WHAT TO WORK ON: Pick out every line in the data below that contains the word "rear", and copy each one.

DATA SUPPLIED:
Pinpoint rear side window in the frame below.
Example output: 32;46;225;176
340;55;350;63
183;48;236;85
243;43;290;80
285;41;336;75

RESULT:
Pinpoint rear side window in the frame below.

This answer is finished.